■ EXCERPT TO READ
========
Regina Welkie is a physician assistant in the Lehigh Valley region of Pennsylvania and has experience in surgery, internal medicine, and gastroenterology. Regina is also a faculty member in the DeSales University Physician Assistant Program in Center Valley, PA. She has a condition called Arrhythmogenic Right Ventricular Cardiomyopathy (ARVC), a genetic heart condition associated with cardiac arrhythmias and sudden cardiac death and lives with an internal cardioverter defibrillator (ICD). Regina said the perspective she gained from being a patient with a cardiac condition truly changed her life and the way she practices medicine and educates her students.
Reginia realized she is fortunate to be alive and share her story. She hopes to use this amazing gift to be an advocate for others with heart conditions. Regina is excited to use her platform as a physician assistant and PA educator as well as a patient to bring awareness to arrhythmia syndromes and their significant roles in cardiac arrest and sudden cardiac death in young people. She hopes to convey the importance of recognizing symptoms and being persistent in reporting them.
"I am looking forward to being part of the SafeBeat Initiative to promote screening for cardiac conditions even before symptoms become evident and to save lives as a result!"
========
■ DATA SECTION

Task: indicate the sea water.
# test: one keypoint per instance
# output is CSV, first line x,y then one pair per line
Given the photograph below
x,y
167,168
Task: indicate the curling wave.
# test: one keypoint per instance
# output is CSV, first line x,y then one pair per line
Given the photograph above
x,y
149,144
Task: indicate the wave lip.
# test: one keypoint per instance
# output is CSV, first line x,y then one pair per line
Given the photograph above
========
According to the profile of Regina Welkie, what heart condition does she have? The listing has nothing to do with what comes next.

■ SOLUTION FOR THIS EXERCISE
Arrhythmogenic Right Ventricular Cardiomyopathy (ARVC).